TEKS BACAAN:
- - - - - - -
Ahmad Sidiq Aghniya, anakku yang
sangat istimewa. Kehadirannya tak terduga. Saat kakaknya baru berumur 5 bulan,
aku hamil lagi. Kehamilanku itu sudah berumur 2 bulan. Jadi, aku hamil saat
anak sulungku baru berumur 3 bulan! Tentu saja tak seperti kakaknya yang
kehadirannya dinanti-nanti, kehadiran Sidiq sangat mengguncangku. Belum lepas
trauma melahirkan, belum pintar menjadi Ibu, eh sudah diberikan momongan lagi.
Bersama suami, aku berusaha menerima kehadiran Sidiq dengan ikhlas. Insya
Allah, aku bisa menjalankan dengan baik kedua amanah ini, meski seorang diri.
Berbeda dengan kehamilan anak
pertama, saat hamil Sidiq, aku justru rajin mandi dan membersihkan rumah.
- - - - - - -
TUGAS: Dalam teks bacaan tentang kehadiran Sidiq, berapa umur kehamilan itu ketika kakaknya baru berumur 5 bulan? Catatan yang menyusul tidak dibutuhkan sama sekali.

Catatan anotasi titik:
- - - - - - -
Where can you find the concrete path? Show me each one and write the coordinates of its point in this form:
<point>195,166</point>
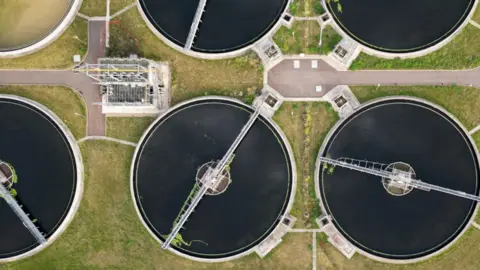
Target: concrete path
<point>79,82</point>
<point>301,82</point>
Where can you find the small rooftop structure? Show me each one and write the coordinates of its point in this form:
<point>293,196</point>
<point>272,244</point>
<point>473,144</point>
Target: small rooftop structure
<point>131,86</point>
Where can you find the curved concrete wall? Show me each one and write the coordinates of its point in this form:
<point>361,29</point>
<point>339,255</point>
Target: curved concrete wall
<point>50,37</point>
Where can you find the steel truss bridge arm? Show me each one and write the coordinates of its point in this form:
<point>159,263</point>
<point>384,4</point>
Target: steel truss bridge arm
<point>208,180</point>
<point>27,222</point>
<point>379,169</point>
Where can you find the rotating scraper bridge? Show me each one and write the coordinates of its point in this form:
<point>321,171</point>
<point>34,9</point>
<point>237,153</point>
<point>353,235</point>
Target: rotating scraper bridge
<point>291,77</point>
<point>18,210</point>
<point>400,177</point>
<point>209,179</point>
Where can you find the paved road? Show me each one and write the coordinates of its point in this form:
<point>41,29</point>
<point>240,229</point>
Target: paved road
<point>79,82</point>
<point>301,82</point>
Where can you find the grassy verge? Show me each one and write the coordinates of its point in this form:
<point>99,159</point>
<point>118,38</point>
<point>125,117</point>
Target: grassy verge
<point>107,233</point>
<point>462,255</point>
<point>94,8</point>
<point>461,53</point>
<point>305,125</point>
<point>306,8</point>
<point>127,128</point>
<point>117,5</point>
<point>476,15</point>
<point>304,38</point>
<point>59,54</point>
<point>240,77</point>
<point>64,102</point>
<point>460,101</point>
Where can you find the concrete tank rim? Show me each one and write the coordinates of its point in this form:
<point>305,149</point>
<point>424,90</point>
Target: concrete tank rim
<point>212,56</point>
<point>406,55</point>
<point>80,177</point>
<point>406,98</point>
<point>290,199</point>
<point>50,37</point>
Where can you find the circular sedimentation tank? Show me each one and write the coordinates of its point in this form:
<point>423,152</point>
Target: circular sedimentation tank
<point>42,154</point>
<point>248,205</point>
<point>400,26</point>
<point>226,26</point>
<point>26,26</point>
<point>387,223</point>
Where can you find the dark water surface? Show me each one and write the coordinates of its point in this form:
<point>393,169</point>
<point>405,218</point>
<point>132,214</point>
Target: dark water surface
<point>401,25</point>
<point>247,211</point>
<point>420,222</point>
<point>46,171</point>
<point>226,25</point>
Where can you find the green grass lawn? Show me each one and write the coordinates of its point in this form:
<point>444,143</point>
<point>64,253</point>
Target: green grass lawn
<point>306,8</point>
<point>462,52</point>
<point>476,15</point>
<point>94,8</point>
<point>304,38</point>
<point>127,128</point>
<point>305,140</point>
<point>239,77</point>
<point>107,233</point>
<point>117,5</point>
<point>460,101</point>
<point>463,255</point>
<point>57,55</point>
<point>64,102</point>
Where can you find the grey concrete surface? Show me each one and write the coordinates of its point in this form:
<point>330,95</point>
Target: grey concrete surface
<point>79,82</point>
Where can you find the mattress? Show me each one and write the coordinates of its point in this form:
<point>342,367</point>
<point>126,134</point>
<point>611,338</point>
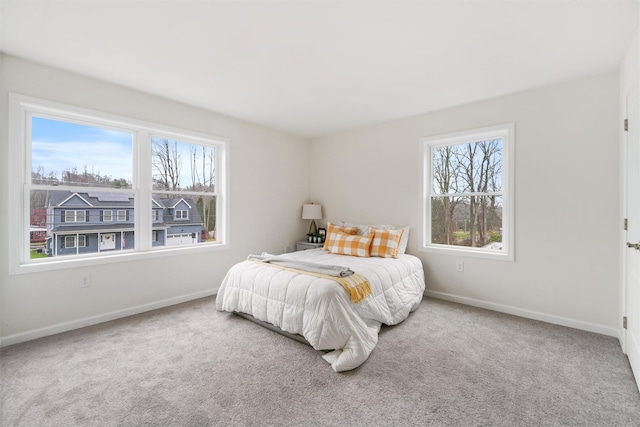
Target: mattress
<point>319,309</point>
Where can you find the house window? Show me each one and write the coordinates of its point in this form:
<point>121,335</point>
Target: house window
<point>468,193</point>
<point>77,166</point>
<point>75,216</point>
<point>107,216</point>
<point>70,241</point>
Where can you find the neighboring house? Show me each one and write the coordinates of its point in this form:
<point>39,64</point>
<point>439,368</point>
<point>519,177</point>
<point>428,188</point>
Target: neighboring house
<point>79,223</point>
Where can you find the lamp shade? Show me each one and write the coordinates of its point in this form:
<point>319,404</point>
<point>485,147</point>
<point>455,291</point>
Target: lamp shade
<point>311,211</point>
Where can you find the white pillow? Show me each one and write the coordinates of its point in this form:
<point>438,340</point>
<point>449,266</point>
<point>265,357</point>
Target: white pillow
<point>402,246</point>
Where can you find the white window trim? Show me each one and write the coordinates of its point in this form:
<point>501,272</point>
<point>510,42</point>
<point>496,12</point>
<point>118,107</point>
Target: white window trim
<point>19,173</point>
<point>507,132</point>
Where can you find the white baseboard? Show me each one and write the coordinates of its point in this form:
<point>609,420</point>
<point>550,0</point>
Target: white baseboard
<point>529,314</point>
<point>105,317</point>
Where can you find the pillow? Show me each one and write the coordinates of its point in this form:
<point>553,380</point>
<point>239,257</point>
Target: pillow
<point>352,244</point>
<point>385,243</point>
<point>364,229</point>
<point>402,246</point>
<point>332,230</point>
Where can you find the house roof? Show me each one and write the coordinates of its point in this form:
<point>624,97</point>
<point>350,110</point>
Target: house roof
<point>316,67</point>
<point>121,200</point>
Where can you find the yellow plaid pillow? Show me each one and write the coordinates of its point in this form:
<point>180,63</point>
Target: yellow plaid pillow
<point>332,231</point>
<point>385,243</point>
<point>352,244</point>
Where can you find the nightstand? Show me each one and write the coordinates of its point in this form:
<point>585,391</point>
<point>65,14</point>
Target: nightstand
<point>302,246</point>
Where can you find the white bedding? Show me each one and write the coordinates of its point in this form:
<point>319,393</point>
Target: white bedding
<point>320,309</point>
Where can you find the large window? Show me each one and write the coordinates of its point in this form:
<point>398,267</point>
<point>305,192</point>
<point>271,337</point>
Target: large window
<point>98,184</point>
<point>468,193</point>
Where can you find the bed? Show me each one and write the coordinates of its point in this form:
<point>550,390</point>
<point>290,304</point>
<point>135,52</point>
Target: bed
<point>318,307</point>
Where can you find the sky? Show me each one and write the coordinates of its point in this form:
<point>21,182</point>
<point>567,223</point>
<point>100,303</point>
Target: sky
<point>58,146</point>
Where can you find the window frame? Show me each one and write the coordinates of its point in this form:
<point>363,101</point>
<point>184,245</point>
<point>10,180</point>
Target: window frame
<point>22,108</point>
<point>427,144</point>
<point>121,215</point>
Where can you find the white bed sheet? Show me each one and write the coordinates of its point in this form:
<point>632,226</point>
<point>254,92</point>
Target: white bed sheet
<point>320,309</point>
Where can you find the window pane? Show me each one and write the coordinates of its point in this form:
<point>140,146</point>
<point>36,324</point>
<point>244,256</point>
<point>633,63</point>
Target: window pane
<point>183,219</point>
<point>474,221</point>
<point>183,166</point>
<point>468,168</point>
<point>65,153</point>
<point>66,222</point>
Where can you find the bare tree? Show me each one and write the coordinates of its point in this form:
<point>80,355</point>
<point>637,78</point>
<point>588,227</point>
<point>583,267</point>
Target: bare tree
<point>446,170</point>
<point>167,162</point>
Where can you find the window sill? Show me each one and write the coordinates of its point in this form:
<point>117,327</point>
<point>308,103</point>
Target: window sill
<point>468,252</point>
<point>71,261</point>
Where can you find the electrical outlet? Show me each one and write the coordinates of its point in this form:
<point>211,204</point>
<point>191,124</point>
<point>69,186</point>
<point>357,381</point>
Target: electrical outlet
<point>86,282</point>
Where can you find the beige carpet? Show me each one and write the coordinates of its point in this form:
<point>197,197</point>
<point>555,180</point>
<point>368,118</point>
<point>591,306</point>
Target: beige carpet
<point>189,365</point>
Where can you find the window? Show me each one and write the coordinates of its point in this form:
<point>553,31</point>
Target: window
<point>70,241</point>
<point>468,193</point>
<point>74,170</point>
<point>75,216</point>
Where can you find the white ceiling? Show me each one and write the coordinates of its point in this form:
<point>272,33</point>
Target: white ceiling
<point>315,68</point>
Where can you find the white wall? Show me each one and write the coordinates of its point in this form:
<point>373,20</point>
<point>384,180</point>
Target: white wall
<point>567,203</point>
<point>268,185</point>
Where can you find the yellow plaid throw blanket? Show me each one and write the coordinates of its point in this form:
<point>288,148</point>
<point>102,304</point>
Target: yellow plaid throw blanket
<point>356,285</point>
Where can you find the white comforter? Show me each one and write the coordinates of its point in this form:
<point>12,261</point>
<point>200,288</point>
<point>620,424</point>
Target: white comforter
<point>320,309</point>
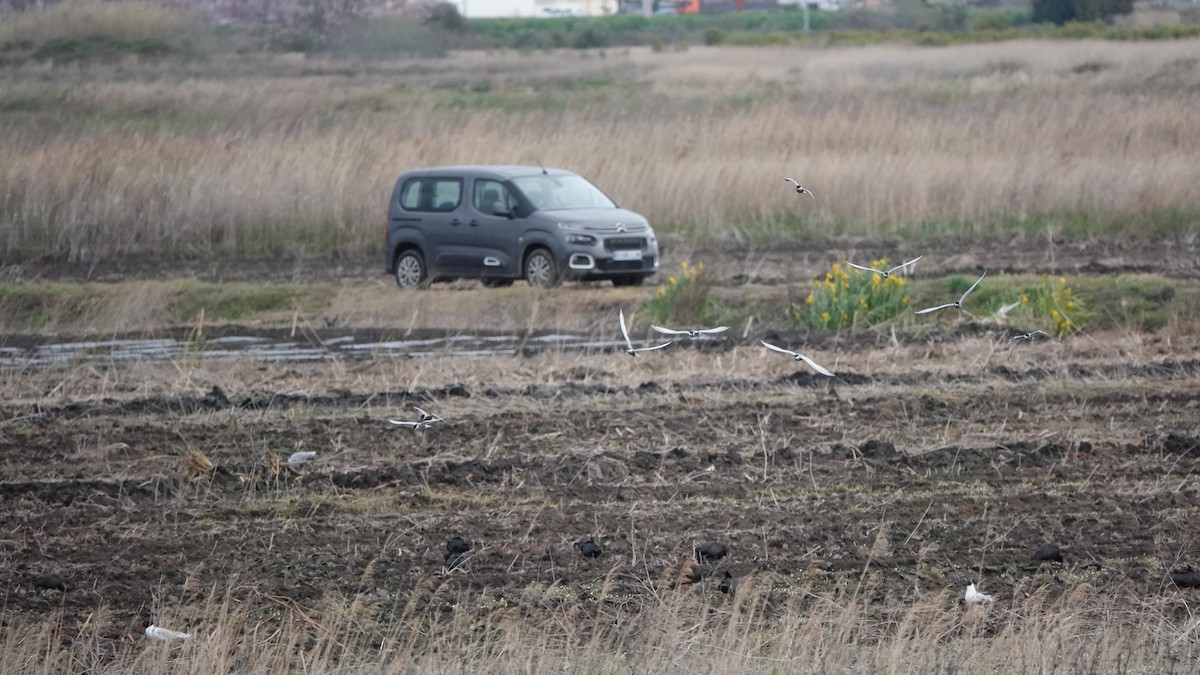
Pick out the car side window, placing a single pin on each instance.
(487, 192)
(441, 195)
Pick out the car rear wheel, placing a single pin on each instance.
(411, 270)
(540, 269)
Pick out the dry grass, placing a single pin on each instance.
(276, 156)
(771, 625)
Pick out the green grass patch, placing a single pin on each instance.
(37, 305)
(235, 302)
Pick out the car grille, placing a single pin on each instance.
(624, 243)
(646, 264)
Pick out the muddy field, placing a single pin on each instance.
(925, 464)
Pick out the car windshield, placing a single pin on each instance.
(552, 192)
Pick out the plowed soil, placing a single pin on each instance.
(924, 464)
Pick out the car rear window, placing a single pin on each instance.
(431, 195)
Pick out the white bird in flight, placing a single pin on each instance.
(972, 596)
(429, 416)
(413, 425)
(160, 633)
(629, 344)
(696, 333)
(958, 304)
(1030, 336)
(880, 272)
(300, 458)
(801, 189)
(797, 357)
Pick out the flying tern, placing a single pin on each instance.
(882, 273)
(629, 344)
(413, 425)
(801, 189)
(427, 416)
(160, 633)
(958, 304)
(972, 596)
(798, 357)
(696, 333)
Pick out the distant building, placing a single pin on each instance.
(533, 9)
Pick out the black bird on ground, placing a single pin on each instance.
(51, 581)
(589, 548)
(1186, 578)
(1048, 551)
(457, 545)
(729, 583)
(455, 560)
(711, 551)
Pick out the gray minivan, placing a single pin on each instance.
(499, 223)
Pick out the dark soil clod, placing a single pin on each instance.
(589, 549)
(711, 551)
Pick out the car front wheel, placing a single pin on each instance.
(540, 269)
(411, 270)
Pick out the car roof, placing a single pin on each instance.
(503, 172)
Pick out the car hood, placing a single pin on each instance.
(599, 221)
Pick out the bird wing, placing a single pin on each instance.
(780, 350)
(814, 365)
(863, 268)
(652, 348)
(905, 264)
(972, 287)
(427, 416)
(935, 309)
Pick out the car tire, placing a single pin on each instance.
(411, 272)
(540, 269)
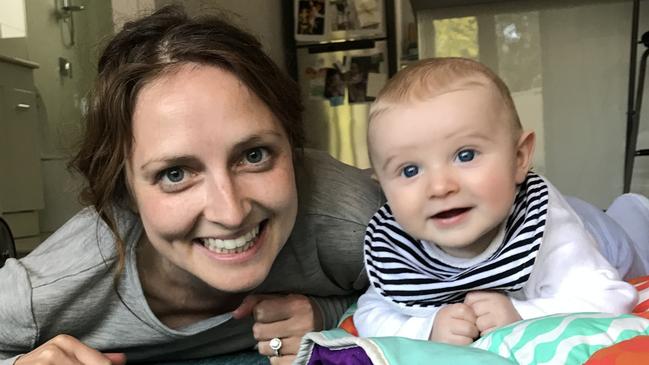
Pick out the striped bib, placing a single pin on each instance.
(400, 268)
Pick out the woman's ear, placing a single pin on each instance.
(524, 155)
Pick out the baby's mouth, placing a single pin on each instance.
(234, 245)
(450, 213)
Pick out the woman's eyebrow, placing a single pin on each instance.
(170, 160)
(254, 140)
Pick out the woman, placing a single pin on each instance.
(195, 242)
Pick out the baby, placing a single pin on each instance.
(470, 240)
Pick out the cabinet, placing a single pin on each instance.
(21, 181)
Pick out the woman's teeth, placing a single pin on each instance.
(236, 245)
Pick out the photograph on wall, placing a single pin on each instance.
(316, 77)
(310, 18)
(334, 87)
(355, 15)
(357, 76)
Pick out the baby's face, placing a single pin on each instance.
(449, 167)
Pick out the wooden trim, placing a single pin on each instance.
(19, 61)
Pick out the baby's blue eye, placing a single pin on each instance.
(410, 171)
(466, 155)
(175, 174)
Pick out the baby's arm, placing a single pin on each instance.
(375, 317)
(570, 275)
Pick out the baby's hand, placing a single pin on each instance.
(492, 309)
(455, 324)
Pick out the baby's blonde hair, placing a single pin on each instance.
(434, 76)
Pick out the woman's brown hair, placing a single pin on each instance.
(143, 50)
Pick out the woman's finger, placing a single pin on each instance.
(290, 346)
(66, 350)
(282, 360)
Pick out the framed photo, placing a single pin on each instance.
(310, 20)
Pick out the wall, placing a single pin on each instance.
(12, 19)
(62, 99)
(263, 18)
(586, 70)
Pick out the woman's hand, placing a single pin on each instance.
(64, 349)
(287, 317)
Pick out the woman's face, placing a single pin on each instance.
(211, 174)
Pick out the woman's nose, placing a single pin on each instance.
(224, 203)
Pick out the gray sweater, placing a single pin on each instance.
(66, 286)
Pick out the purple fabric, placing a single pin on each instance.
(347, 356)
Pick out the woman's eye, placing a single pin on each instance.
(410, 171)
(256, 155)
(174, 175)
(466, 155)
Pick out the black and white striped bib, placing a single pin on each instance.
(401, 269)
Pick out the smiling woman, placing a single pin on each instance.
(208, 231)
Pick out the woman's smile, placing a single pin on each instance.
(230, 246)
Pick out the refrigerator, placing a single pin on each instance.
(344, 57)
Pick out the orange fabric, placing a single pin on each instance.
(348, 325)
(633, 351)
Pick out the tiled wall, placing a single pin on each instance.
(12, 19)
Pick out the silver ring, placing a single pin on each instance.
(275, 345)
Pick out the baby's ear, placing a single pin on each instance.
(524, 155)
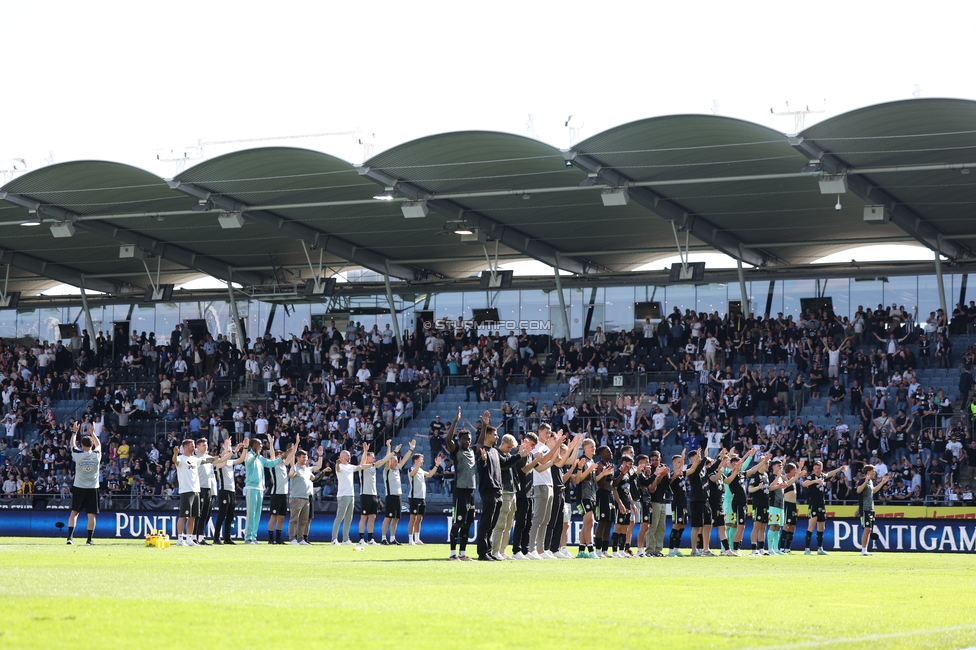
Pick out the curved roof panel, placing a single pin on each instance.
- - - - - - -
JAWABAN LENGKAP: Kehamilan itu sudah berumur 2 bulan.